- **Job**:
Retype exactly the lines from the line with "Return the outline of every instance of the car" to the end of the data, keeping both boundary lines.

__________________________________________________

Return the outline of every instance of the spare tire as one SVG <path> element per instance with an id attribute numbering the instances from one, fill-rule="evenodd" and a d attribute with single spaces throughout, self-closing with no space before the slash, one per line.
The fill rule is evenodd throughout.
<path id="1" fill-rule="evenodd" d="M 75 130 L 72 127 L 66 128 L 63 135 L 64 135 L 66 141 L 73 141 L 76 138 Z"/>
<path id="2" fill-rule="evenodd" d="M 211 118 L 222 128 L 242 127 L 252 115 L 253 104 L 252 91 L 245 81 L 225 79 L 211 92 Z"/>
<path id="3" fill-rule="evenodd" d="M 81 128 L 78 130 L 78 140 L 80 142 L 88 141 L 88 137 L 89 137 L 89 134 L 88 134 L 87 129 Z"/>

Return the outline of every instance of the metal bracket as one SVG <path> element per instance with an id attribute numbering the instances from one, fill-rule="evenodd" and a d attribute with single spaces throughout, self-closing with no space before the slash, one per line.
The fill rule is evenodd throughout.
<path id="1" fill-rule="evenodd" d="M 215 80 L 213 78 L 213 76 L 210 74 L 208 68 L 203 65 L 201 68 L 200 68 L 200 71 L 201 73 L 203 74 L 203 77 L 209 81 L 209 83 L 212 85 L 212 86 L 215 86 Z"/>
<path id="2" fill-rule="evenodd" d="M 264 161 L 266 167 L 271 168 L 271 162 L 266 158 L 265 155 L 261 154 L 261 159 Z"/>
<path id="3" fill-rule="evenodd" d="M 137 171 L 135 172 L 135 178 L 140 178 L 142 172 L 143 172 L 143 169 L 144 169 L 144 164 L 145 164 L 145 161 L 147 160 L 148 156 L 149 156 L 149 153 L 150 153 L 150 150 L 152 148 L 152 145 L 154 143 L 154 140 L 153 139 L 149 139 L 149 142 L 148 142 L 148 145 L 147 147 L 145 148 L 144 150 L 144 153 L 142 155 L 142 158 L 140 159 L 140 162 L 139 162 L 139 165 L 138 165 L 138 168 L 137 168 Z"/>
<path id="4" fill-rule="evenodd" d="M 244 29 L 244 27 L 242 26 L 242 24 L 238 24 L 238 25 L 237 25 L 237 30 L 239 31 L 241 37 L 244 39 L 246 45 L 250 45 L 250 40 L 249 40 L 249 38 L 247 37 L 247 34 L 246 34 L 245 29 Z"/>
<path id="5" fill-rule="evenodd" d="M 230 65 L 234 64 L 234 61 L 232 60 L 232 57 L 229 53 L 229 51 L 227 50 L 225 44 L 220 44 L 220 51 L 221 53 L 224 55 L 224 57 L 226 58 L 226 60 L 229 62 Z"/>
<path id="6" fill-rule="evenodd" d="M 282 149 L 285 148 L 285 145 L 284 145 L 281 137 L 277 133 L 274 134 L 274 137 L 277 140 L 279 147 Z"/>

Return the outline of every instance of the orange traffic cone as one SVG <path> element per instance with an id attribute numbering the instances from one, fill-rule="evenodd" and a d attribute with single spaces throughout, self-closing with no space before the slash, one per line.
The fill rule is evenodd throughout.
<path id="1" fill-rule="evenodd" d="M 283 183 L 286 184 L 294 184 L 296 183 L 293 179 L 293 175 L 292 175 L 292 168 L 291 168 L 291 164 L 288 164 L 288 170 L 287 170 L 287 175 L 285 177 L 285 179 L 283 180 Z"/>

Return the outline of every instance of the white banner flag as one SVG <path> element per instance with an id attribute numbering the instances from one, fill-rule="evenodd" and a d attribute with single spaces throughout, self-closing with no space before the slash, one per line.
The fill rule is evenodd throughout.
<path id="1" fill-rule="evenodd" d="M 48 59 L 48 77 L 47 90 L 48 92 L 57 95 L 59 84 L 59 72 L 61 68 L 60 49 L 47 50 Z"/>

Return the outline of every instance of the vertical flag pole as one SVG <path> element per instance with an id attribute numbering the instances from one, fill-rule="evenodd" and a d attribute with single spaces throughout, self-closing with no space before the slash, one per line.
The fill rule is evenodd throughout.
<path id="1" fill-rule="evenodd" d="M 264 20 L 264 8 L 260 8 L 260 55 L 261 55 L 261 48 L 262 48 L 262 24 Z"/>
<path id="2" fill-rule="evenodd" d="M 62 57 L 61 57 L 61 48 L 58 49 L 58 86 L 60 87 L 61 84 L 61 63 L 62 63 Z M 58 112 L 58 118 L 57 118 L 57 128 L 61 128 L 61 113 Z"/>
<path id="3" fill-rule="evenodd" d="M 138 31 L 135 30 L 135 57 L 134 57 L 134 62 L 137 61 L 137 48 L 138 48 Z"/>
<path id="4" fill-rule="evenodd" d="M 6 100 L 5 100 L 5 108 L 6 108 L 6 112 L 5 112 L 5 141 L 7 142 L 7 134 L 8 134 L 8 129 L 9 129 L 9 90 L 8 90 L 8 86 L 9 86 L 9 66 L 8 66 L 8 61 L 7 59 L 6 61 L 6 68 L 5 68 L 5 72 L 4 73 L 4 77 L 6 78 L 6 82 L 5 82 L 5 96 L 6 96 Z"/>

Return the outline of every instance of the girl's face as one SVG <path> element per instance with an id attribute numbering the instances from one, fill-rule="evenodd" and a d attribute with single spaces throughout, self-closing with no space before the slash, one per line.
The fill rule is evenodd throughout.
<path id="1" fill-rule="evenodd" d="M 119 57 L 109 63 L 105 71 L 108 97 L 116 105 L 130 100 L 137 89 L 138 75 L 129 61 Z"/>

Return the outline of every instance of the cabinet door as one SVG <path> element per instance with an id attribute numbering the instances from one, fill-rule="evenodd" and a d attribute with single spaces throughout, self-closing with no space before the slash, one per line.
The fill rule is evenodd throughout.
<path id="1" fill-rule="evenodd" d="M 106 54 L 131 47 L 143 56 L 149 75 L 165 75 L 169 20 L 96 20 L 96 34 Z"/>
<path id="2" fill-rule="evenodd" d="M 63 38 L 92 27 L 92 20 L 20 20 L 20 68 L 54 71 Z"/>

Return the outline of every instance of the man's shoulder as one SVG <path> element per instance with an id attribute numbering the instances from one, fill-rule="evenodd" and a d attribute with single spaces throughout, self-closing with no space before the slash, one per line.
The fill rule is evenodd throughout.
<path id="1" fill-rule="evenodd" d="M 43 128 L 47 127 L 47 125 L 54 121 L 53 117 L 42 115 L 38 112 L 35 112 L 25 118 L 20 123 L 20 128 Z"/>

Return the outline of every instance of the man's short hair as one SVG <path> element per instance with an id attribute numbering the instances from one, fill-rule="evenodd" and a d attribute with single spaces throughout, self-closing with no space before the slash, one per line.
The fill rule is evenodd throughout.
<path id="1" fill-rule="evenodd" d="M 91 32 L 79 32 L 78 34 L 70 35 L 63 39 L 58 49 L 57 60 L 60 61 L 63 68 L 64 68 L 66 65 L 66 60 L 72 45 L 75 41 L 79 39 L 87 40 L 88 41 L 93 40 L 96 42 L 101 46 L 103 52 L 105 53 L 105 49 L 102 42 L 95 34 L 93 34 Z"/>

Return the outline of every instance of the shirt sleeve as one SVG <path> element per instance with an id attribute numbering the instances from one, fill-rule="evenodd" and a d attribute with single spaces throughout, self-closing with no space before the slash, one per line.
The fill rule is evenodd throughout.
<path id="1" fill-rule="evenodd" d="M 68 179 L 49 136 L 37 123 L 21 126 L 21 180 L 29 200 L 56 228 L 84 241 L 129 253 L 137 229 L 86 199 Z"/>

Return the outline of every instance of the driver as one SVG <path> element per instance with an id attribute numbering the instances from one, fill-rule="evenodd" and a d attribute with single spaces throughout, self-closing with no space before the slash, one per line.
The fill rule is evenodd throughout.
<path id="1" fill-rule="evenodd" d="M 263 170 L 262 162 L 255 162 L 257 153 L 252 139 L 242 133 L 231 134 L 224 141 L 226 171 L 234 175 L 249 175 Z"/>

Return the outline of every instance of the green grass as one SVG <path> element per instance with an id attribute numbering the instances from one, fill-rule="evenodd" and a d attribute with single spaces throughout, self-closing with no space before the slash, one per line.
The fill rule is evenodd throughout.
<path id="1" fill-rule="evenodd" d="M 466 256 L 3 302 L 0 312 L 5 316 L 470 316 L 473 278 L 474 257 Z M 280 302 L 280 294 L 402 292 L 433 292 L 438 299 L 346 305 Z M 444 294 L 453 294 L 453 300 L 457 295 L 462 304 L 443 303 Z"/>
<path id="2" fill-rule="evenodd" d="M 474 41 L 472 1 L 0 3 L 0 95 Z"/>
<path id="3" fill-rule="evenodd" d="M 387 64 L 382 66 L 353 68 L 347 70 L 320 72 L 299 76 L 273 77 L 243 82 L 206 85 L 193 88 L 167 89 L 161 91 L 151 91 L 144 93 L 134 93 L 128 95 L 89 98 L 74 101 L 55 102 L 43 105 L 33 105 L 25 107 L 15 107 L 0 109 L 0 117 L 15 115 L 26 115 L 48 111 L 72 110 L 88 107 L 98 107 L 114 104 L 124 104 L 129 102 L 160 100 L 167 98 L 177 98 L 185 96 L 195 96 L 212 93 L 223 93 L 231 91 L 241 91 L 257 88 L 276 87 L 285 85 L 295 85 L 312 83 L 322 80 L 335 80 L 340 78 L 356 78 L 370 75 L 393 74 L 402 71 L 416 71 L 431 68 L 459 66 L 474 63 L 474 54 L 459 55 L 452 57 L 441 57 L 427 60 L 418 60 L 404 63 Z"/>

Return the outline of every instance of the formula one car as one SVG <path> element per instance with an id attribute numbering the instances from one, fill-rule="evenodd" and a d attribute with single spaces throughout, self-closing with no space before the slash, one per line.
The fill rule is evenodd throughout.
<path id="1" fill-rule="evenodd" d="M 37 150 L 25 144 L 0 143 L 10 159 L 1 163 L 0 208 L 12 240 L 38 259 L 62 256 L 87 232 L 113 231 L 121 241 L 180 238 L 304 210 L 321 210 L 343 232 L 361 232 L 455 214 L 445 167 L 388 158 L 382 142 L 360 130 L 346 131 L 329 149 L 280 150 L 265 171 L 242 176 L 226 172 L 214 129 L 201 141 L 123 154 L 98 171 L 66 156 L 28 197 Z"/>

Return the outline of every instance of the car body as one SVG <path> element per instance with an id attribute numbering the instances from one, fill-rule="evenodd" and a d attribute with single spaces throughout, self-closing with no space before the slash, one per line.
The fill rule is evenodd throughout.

__________________________________________________

- **Solution for this task**:
Return the outline of every instance of the car body as one SVG <path> element per instance with an id attribute numbering the instances from one, fill-rule="evenodd" and a d attribute with single spaces throughout, self-closing with no space before the slash, one per line.
The fill rule is evenodd throughout.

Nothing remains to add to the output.